Source records =
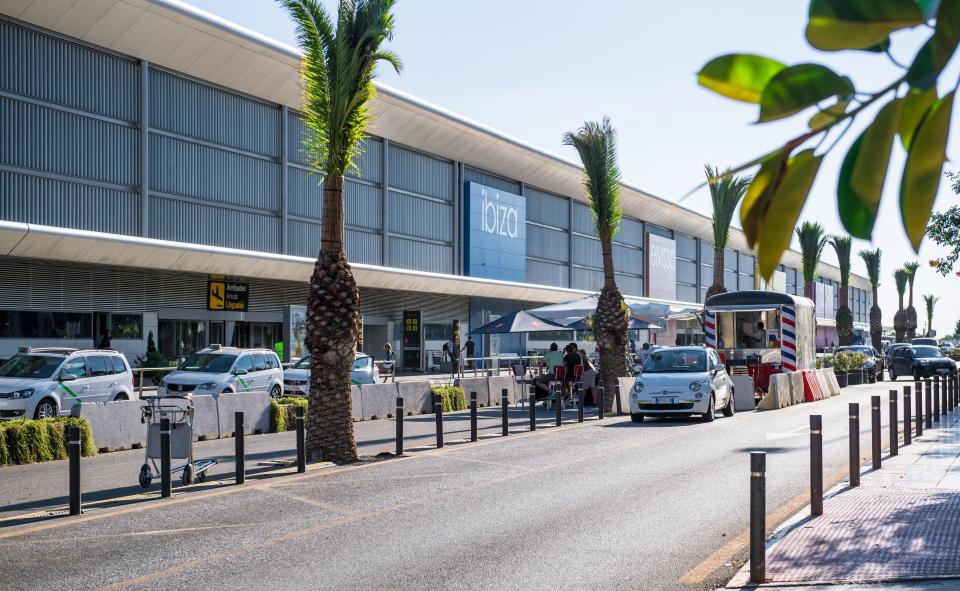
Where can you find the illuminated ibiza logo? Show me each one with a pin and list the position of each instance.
(499, 219)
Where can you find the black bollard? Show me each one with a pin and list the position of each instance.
(165, 457)
(816, 465)
(473, 416)
(301, 441)
(504, 413)
(74, 448)
(399, 416)
(907, 419)
(894, 424)
(758, 516)
(875, 429)
(533, 412)
(238, 450)
(854, 412)
(438, 413)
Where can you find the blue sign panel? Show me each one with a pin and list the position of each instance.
(495, 245)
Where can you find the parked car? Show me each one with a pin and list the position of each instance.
(874, 365)
(225, 370)
(44, 383)
(296, 378)
(920, 361)
(682, 381)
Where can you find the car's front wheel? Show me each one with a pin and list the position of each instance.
(711, 414)
(46, 409)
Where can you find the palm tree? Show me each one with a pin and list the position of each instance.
(871, 258)
(812, 242)
(911, 269)
(597, 145)
(842, 246)
(337, 70)
(930, 301)
(900, 276)
(726, 191)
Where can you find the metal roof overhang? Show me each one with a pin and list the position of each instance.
(61, 244)
(181, 37)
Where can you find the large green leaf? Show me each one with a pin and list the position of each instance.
(937, 51)
(784, 210)
(795, 88)
(740, 76)
(915, 105)
(858, 24)
(864, 171)
(923, 170)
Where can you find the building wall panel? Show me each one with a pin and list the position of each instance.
(547, 243)
(53, 69)
(417, 173)
(422, 218)
(39, 200)
(182, 221)
(184, 168)
(187, 107)
(54, 141)
(420, 256)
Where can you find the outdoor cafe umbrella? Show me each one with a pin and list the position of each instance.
(518, 321)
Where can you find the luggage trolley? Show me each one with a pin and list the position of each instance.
(180, 414)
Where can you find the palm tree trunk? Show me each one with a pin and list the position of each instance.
(610, 328)
(332, 325)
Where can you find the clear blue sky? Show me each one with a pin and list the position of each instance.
(536, 68)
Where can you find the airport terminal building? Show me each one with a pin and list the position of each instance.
(152, 180)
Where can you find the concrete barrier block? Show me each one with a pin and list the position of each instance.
(416, 397)
(206, 417)
(478, 385)
(378, 400)
(255, 407)
(496, 384)
(743, 388)
(115, 425)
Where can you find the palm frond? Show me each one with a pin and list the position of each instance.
(596, 143)
(726, 191)
(337, 74)
(843, 246)
(813, 240)
(871, 258)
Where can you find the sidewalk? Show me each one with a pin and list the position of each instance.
(899, 530)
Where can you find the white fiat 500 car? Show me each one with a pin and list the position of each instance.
(296, 378)
(682, 381)
(225, 370)
(43, 383)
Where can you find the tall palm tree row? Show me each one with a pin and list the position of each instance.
(911, 269)
(337, 71)
(930, 301)
(813, 239)
(726, 191)
(871, 258)
(596, 143)
(842, 246)
(900, 276)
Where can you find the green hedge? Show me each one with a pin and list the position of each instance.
(26, 441)
(453, 398)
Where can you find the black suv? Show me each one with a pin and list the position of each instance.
(919, 361)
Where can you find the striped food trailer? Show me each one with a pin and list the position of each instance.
(766, 332)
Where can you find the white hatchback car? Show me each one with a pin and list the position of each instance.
(225, 370)
(682, 381)
(43, 383)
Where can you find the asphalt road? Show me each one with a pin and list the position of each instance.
(609, 505)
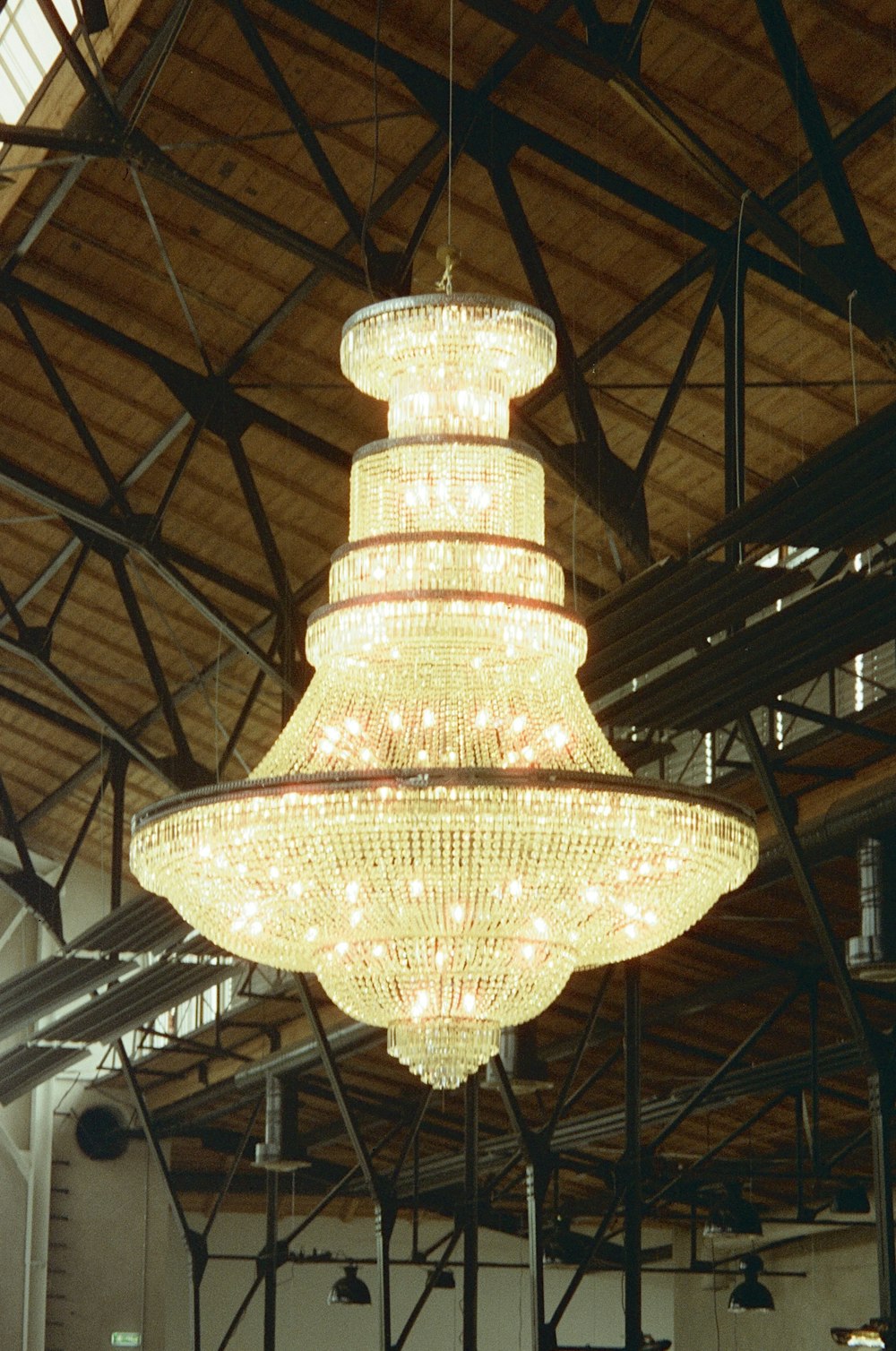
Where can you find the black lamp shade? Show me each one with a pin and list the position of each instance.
(750, 1295)
(851, 1199)
(349, 1289)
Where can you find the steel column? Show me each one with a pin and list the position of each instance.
(470, 1212)
(731, 307)
(634, 1201)
(271, 1199)
(880, 1103)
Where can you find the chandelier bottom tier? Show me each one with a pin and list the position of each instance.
(442, 832)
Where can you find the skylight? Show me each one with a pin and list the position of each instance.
(27, 52)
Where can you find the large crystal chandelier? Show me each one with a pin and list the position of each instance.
(442, 832)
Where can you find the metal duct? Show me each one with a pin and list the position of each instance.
(872, 954)
(281, 1151)
(519, 1055)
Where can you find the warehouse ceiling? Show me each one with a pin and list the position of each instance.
(701, 194)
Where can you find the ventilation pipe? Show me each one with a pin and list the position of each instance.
(518, 1050)
(872, 954)
(281, 1151)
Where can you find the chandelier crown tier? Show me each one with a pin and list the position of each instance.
(442, 831)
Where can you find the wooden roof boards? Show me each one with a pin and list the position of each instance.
(175, 303)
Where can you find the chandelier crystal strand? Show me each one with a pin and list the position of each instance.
(442, 832)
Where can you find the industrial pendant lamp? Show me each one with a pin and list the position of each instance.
(442, 832)
(349, 1287)
(750, 1295)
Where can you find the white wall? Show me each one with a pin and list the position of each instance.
(26, 1125)
(305, 1319)
(840, 1289)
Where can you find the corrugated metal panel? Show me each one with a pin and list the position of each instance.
(49, 985)
(146, 925)
(26, 1066)
(135, 1002)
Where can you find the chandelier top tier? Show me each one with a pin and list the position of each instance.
(448, 364)
(442, 831)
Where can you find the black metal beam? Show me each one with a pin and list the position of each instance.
(866, 1035)
(470, 1340)
(816, 132)
(806, 177)
(874, 318)
(95, 523)
(880, 1103)
(619, 496)
(297, 117)
(683, 370)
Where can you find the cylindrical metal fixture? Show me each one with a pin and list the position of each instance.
(281, 1150)
(872, 954)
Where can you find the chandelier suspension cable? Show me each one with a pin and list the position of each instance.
(375, 170)
(451, 132)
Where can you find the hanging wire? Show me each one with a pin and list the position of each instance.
(365, 223)
(451, 117)
(851, 353)
(448, 254)
(738, 411)
(574, 564)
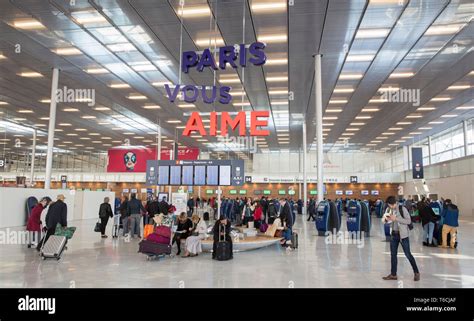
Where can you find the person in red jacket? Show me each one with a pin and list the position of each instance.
(33, 225)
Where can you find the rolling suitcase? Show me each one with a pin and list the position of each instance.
(223, 249)
(153, 249)
(54, 247)
(294, 240)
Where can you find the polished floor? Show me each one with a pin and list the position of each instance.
(92, 262)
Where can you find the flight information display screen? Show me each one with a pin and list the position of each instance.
(187, 175)
(212, 175)
(199, 175)
(163, 175)
(224, 175)
(175, 175)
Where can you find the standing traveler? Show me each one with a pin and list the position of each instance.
(105, 211)
(225, 234)
(134, 208)
(450, 217)
(124, 214)
(164, 206)
(400, 220)
(196, 234)
(286, 218)
(57, 214)
(34, 222)
(182, 232)
(428, 221)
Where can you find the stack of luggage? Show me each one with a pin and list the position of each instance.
(157, 243)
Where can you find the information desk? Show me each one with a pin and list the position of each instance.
(246, 244)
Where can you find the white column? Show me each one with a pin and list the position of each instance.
(429, 150)
(33, 156)
(465, 133)
(52, 122)
(305, 174)
(319, 125)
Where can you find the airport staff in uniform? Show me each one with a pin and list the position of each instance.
(400, 234)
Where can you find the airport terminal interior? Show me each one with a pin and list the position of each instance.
(236, 143)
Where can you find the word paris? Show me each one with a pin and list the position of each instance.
(227, 55)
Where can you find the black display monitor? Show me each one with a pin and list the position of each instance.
(163, 175)
(212, 175)
(224, 175)
(175, 175)
(187, 178)
(199, 175)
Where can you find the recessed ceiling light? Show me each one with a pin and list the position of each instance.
(436, 30)
(459, 87)
(401, 75)
(426, 108)
(136, 97)
(273, 38)
(343, 90)
(348, 76)
(119, 86)
(370, 109)
(372, 33)
(30, 74)
(187, 105)
(70, 51)
(101, 108)
(359, 58)
(194, 11)
(276, 78)
(338, 101)
(28, 24)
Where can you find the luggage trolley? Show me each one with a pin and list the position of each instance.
(154, 250)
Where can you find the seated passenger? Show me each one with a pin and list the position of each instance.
(197, 233)
(182, 232)
(225, 235)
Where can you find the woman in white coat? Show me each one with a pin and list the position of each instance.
(197, 233)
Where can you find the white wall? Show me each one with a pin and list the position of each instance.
(81, 205)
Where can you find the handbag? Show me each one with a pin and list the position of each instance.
(97, 226)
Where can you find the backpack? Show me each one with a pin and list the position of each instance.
(400, 209)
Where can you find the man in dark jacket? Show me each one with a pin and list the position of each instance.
(450, 216)
(105, 211)
(134, 208)
(57, 214)
(153, 208)
(217, 235)
(286, 220)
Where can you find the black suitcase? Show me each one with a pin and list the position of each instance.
(223, 248)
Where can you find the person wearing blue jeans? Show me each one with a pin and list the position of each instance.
(400, 220)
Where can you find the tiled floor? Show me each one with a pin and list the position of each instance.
(92, 262)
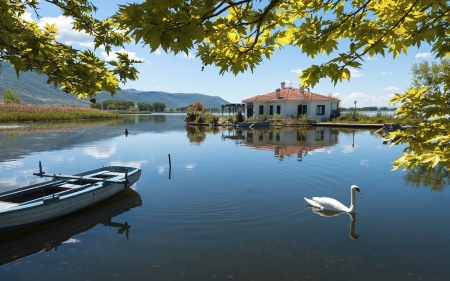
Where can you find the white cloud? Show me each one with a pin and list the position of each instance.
(26, 16)
(13, 164)
(355, 73)
(113, 56)
(89, 45)
(19, 179)
(100, 152)
(57, 158)
(423, 55)
(390, 89)
(189, 166)
(136, 164)
(365, 163)
(189, 56)
(66, 34)
(348, 148)
(363, 100)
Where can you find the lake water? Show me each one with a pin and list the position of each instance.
(230, 208)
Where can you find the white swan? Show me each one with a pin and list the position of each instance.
(325, 203)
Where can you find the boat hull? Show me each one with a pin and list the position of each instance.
(253, 124)
(52, 207)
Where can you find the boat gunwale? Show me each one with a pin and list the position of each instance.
(66, 194)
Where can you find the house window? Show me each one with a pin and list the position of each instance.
(320, 110)
(320, 135)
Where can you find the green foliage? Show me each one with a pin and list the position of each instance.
(194, 112)
(19, 112)
(154, 107)
(9, 96)
(236, 36)
(428, 98)
(27, 46)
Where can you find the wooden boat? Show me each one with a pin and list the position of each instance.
(253, 124)
(63, 195)
(24, 242)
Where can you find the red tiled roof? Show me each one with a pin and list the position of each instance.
(289, 93)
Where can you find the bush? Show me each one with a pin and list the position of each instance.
(9, 96)
(194, 112)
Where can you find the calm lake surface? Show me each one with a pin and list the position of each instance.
(230, 208)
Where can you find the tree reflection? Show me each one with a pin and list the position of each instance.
(436, 178)
(197, 134)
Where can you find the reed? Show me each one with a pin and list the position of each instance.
(26, 112)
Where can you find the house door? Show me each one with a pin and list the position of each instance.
(249, 112)
(302, 109)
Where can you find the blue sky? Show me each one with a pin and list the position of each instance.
(373, 85)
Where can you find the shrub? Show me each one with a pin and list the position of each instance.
(9, 96)
(195, 112)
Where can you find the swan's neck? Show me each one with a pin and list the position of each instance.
(352, 226)
(353, 201)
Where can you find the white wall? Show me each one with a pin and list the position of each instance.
(289, 109)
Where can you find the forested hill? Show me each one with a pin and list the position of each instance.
(33, 89)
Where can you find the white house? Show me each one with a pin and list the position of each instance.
(291, 102)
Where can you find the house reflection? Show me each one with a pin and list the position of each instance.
(287, 142)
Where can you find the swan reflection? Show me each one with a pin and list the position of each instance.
(327, 213)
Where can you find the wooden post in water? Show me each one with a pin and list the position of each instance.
(170, 167)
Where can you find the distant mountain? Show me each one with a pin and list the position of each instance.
(33, 89)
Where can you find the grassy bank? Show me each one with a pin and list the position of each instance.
(26, 112)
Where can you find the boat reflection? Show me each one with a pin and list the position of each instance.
(327, 213)
(285, 142)
(21, 243)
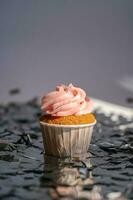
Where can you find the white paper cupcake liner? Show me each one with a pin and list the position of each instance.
(66, 140)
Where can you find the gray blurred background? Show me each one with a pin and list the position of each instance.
(47, 42)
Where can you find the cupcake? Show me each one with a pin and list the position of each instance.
(67, 122)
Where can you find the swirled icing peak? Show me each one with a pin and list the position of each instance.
(66, 100)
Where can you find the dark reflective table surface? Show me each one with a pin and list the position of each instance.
(27, 174)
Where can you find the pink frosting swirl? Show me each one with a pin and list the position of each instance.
(66, 100)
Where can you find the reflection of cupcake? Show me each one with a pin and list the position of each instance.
(67, 123)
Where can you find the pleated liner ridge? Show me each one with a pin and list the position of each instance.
(64, 141)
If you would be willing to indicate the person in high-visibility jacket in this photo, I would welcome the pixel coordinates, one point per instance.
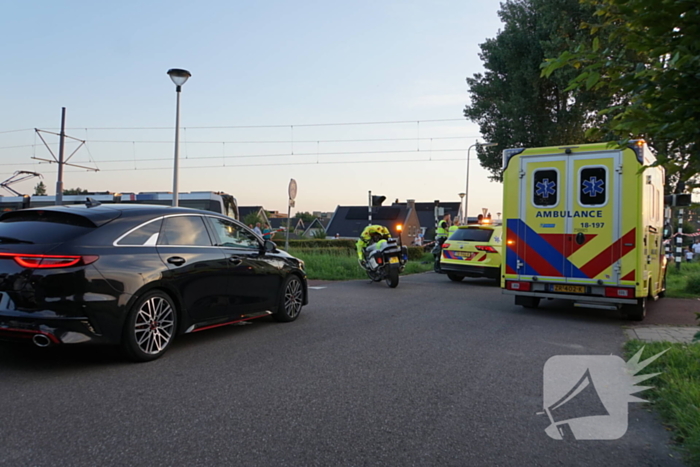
(453, 228)
(371, 234)
(443, 230)
(441, 234)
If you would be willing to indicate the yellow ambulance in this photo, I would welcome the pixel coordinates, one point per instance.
(584, 223)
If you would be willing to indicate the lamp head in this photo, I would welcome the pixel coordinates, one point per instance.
(179, 76)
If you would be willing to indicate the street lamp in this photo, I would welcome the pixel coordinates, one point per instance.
(179, 77)
(466, 196)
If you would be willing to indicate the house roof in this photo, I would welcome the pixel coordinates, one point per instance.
(315, 224)
(426, 212)
(349, 221)
(279, 222)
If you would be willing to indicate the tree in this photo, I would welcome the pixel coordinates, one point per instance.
(75, 191)
(512, 103)
(644, 54)
(304, 216)
(40, 189)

EXERCISE REQUIREMENTS =
Please write out the lines above exactly, from the one that contains "Where can you find the white paper" through the final line, and include none of the pictures.

ANSWER TO THIS EXERCISE =
Where can you find the white paper cupcake liner? Show me each one with a pin and list the position of each instance.
(66, 140)
Where can you find the gray blurred background? Show me each one with a pin and list the position of each instance.
(47, 42)
Where can you find the cupcake? Show me each one with a pin and list the position of each instance.
(67, 122)
Where can you find the swirled icing peak? Show me each one with a pin and list the position of each instance.
(66, 100)
Where can you find the dark reflective table surface? Show me each one with a pin and list the position of each instance.
(27, 174)
Where can you find the pink frosting swirl? Show me each one with a pin and list the position of each instance.
(66, 100)
Where can you find the reflection of cupcake? Show me each one with a pin and list the position of each instance.
(67, 123)
Where can you find the pleated liner ridge? Show me each one with a pin and list the position of each instance.
(64, 141)
If you would be willing to indicate the person in high-visibility jacket in this photo, I would welcome the pixel coordinates, one point per instance.
(453, 228)
(371, 234)
(443, 230)
(441, 234)
If you would be willing to indicate the yellow ambulance in this photo, I would welcome the pixel coordinates, one point per instance.
(584, 223)
If you would be willing to indicate the lamp head in this photo, I would welcome the pixel coordinates, one point per instance.
(179, 76)
If you would be willing to indicate the street lamp in this photo, I would welcome the pixel coordinates, one point per instance.
(179, 77)
(466, 196)
If you would be willing to indicate the house roof in this photo, I would welcome the pixel coordinates, one point per instance.
(315, 224)
(426, 212)
(349, 221)
(279, 222)
If you would be willing to indicate the tree in this photo, I would welcome the pixel coordinates, one point per instance.
(75, 191)
(512, 103)
(644, 54)
(304, 216)
(40, 189)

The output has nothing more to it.